Aim 1: In the hacknight post, by what margin did facial recognition win the staff poll over the NASA APIs?
Aim 2: List the criteria on which teams scored each other out of 10 according to the hacknight post.
[start of Excerpt]
A Hack At The Hacknight
A few of my work chums wanted to put on a hacknight but initially it didn’t sound too exciting because there wasn’t any end goal to it. You just played around for a few hours and the went home when you eventually got tired & hungry.
This year I’ve been an attendee at the simpleweb hacknights and they’ve been great fun. There’s live music, complimentary food (which is delicious) and even prizes to be won at the end of the night!
Inspired I wanted to try and make our hacknights as fun as theirs. So I hatched a plan and sat down with a few senior members of staff to discuss.
We sent out a doodle poll asking staff to vote on what API tickled their fancy the most. Staff had a choice of these 5 API’s:
The poll was a close one with facial recognition beating the NASA api’s by just a single vote.
Participants were encouraged to form teams of no bigger than 5. On the night we ended up with 3 teams – 4 people in each – each a good mix of disciplines from designer to developer.
There was only one rule; teams must use the chosen API in some form and after that they have free reign to do what they liked.
We decided to start the night after work at about 5:30pm and finish at around 8pm (although we didn’t start until about 6pm).
At the end of the evening we would all gather round and demo our work. To judge we handed out cards to each team to score each other out of 10 on the following:
- Creativity - How creative was their hack?
- Difficulty - How tricky was their hack to achieve?
- Idea - Was it a compelling idea?
- Polish - How well presented was their hack?
In the end if there was a tie break we would decide the winning team. We would announce it in our weekly highlights email.
It wasn’t all smooth sailing though, we definitely made a few boo boos on the night.
[end of Excerpt]
[start of Raw data]
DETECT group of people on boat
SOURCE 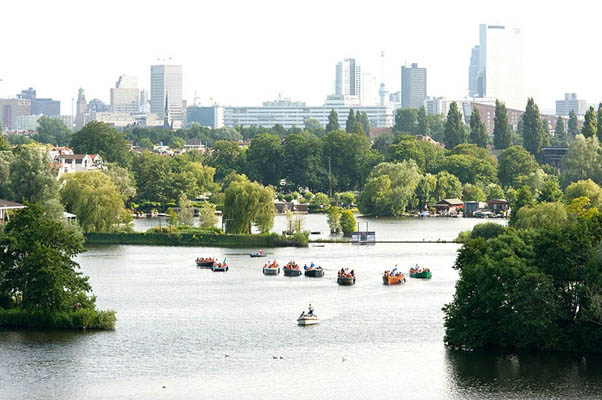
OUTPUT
[303,261,323,271]
[337,268,355,278]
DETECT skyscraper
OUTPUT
[111,75,140,114]
[334,58,362,99]
[468,24,527,109]
[150,64,184,127]
[401,63,426,108]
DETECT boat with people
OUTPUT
[283,261,301,276]
[211,260,229,272]
[337,268,355,286]
[263,260,280,275]
[410,264,431,279]
[383,265,406,285]
[196,257,215,268]
[297,304,320,326]
[303,262,324,278]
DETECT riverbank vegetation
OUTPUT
[0,203,116,329]
[443,197,602,352]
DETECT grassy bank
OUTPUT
[0,309,117,330]
[84,232,307,247]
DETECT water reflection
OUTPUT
[446,349,602,399]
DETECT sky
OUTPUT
[0,0,602,114]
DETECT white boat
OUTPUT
[297,314,320,326]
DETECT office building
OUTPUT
[556,93,587,115]
[111,75,140,113]
[17,88,61,117]
[334,58,362,99]
[401,63,426,108]
[468,24,527,109]
[150,64,185,127]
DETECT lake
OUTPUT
[0,216,602,400]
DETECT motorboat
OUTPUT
[196,257,215,268]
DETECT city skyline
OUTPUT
[0,1,602,114]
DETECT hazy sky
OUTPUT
[0,0,602,114]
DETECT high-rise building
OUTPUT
[334,58,362,99]
[468,24,527,109]
[401,63,426,108]
[75,88,88,130]
[17,88,61,117]
[150,64,185,127]
[556,93,587,115]
[111,75,140,114]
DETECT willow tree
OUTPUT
[223,179,276,234]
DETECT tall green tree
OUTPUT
[61,171,131,232]
[568,110,579,139]
[345,108,355,133]
[326,109,340,133]
[416,106,431,135]
[34,116,71,146]
[581,106,598,138]
[522,97,544,158]
[493,100,512,150]
[443,101,467,149]
[468,107,487,148]
[70,121,131,167]
[223,179,276,234]
[0,203,94,312]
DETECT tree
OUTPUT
[247,133,284,185]
[443,101,467,149]
[34,116,71,146]
[416,106,431,135]
[498,146,538,186]
[61,171,131,232]
[0,203,94,312]
[198,202,217,228]
[568,110,579,138]
[70,121,130,167]
[493,99,512,150]
[463,183,487,201]
[178,193,194,226]
[207,140,245,182]
[326,109,339,133]
[468,107,487,148]
[537,175,562,203]
[223,179,276,234]
[581,106,598,138]
[554,117,567,145]
[10,145,58,203]
[341,210,356,236]
[522,97,544,157]
[564,179,602,207]
[393,108,418,134]
[560,135,602,187]
[345,108,355,133]
[328,206,341,233]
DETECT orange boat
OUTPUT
[383,270,406,285]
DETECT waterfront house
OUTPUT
[435,199,464,214]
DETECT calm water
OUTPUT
[0,220,602,400]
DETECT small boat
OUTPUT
[303,263,324,278]
[410,265,431,279]
[297,304,320,326]
[211,263,229,272]
[263,261,280,275]
[383,268,406,285]
[196,257,215,268]
[337,268,355,286]
[284,261,301,276]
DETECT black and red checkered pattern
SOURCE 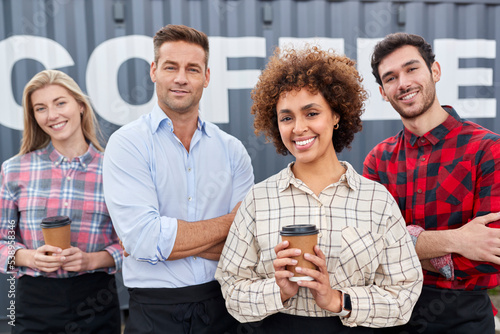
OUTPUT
[363,106,500,290]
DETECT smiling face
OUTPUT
[150,41,210,117]
[31,85,85,147]
[378,45,441,119]
[276,88,339,167]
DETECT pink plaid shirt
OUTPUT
[0,143,122,278]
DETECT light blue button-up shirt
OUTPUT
[103,105,254,288]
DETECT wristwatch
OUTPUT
[332,291,352,317]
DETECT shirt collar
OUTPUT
[46,142,99,169]
[151,103,211,137]
[404,106,462,146]
[277,161,361,192]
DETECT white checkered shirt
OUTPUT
[216,162,423,327]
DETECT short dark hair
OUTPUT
[153,24,209,69]
[371,32,435,86]
[251,46,367,155]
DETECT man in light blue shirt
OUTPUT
[104,25,254,333]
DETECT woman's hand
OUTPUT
[295,245,342,313]
[15,245,64,273]
[61,247,92,271]
[273,241,300,303]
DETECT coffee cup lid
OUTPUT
[40,216,71,228]
[280,224,319,236]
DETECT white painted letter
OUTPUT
[86,35,156,125]
[200,37,266,123]
[434,39,497,118]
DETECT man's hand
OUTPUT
[451,213,500,265]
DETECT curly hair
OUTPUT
[251,46,367,155]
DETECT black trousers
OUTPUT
[12,272,121,334]
[244,313,374,334]
[125,281,238,334]
[377,286,495,334]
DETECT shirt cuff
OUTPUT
[431,254,455,281]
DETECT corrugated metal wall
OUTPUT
[0,0,500,328]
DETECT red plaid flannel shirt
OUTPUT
[363,106,500,290]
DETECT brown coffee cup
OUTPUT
[40,216,71,255]
[280,224,319,282]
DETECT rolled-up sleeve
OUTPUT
[103,126,177,264]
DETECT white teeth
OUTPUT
[401,92,417,100]
[295,137,315,146]
[52,122,66,130]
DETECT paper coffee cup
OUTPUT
[280,224,319,282]
[40,216,71,255]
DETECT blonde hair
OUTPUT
[19,70,103,155]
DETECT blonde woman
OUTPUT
[0,70,122,333]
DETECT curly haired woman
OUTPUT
[216,47,422,333]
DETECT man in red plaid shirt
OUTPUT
[363,33,500,333]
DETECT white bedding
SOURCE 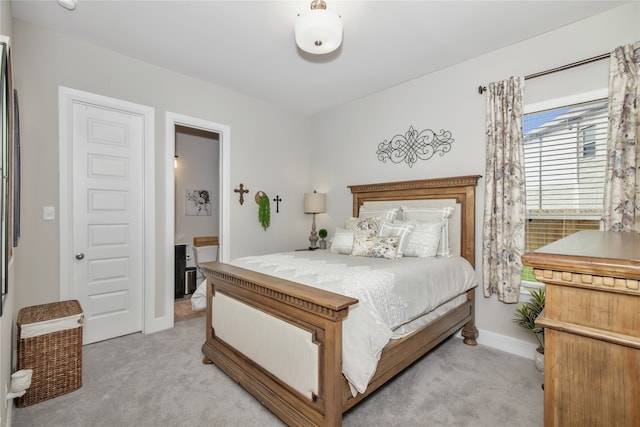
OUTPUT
[214,251,476,393]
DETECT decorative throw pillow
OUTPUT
[351,234,399,259]
[329,228,374,255]
[401,206,454,257]
[358,206,398,221]
[344,216,380,233]
[404,221,444,258]
[378,222,414,258]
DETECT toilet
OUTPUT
[193,236,219,279]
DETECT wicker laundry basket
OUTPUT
[16,300,83,408]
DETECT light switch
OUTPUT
[42,206,56,221]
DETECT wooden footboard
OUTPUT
[202,262,477,426]
[202,262,358,426]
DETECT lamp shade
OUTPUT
[294,3,342,55]
[304,192,327,213]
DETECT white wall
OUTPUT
[310,2,640,352]
[13,20,309,324]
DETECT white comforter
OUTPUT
[224,251,476,393]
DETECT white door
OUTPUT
[71,102,144,344]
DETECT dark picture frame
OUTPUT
[0,39,11,316]
[0,36,16,316]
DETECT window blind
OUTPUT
[522,99,608,280]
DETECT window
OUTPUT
[522,99,608,282]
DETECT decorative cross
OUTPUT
[273,194,282,213]
[233,183,249,204]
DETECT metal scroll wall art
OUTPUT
[376,126,454,167]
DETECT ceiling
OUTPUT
[12,0,625,116]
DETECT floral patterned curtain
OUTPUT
[602,42,640,233]
[482,77,525,303]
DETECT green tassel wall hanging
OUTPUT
[258,192,271,231]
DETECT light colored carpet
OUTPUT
[173,297,207,322]
[12,317,543,427]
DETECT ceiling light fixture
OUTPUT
[294,0,342,55]
[58,0,78,10]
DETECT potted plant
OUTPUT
[318,228,327,249]
[513,289,545,372]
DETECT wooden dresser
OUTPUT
[522,231,640,427]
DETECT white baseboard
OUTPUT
[478,329,537,359]
[455,329,538,360]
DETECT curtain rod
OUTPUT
[478,53,611,95]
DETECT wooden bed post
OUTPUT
[461,288,480,345]
[322,322,342,427]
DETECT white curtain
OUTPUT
[603,42,640,233]
[482,77,525,303]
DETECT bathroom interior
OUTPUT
[174,125,220,316]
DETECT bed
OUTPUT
[202,175,480,426]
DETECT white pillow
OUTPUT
[344,216,381,233]
[358,206,398,221]
[401,206,454,257]
[378,222,414,258]
[329,228,375,255]
[404,221,444,258]
[351,234,401,259]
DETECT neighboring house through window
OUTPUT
[523,99,608,282]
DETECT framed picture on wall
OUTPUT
[185,188,211,216]
[0,36,15,316]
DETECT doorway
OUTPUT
[59,87,155,344]
[166,113,230,321]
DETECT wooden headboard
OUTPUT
[348,175,481,266]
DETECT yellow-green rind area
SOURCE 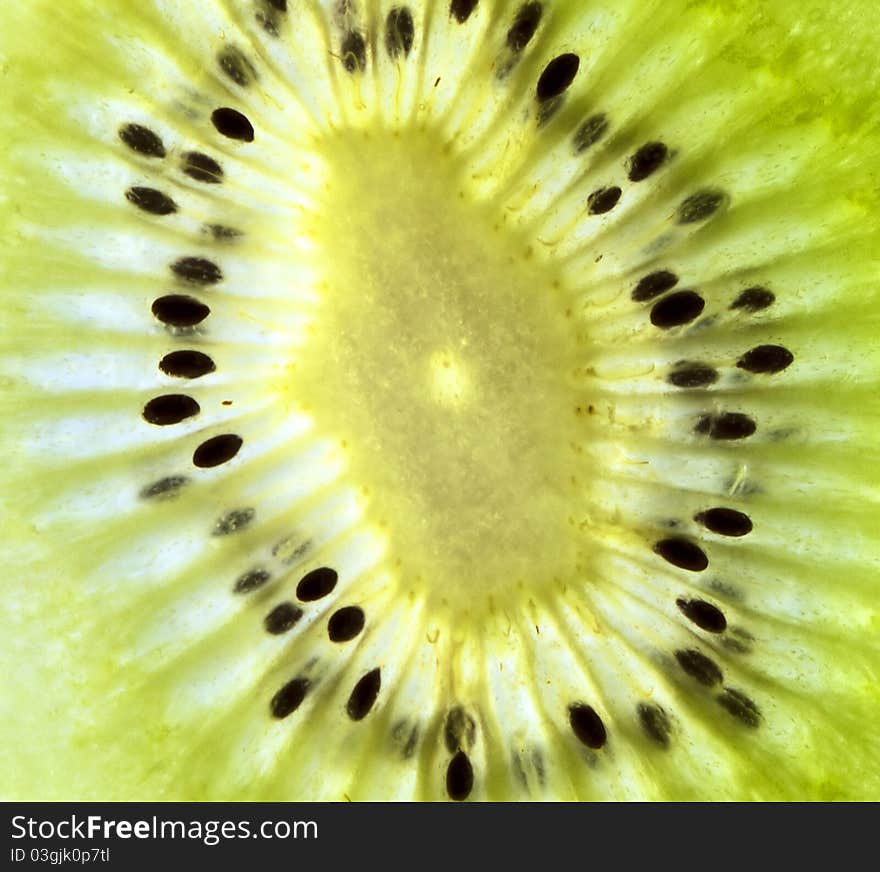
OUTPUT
[0,0,880,801]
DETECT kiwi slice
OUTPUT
[0,0,880,800]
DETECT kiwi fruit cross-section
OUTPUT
[0,0,880,801]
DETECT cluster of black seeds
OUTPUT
[119,11,794,800]
[119,102,260,476]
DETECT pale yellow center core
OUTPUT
[290,133,585,609]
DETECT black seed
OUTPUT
[327,606,364,642]
[718,687,761,729]
[654,536,709,572]
[675,599,727,633]
[232,569,272,593]
[193,433,244,469]
[385,6,415,59]
[443,705,477,754]
[675,648,724,687]
[507,3,544,54]
[143,394,201,427]
[119,124,165,157]
[125,186,177,215]
[345,668,382,721]
[296,566,339,603]
[446,751,474,802]
[587,186,621,215]
[342,30,367,73]
[574,112,608,154]
[651,291,706,330]
[217,45,257,88]
[568,702,608,748]
[211,508,257,536]
[730,287,776,312]
[694,507,752,536]
[629,142,669,182]
[694,412,758,439]
[736,345,794,373]
[183,151,223,185]
[536,52,581,103]
[205,224,242,242]
[171,257,223,285]
[141,475,189,500]
[636,702,672,748]
[676,188,727,224]
[263,603,302,636]
[666,363,718,388]
[152,294,211,327]
[269,678,311,720]
[631,269,678,303]
[159,351,217,378]
[211,106,254,142]
[449,0,477,24]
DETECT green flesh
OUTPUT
[0,0,880,800]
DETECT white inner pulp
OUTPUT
[289,133,588,606]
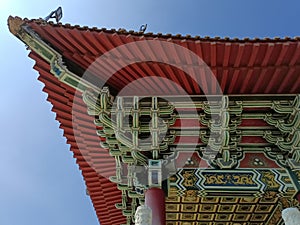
[end of Raw data]
Exercise output 1: By a single vote.

Exercise output 2: Creativity, Difficulty, Idea, Polish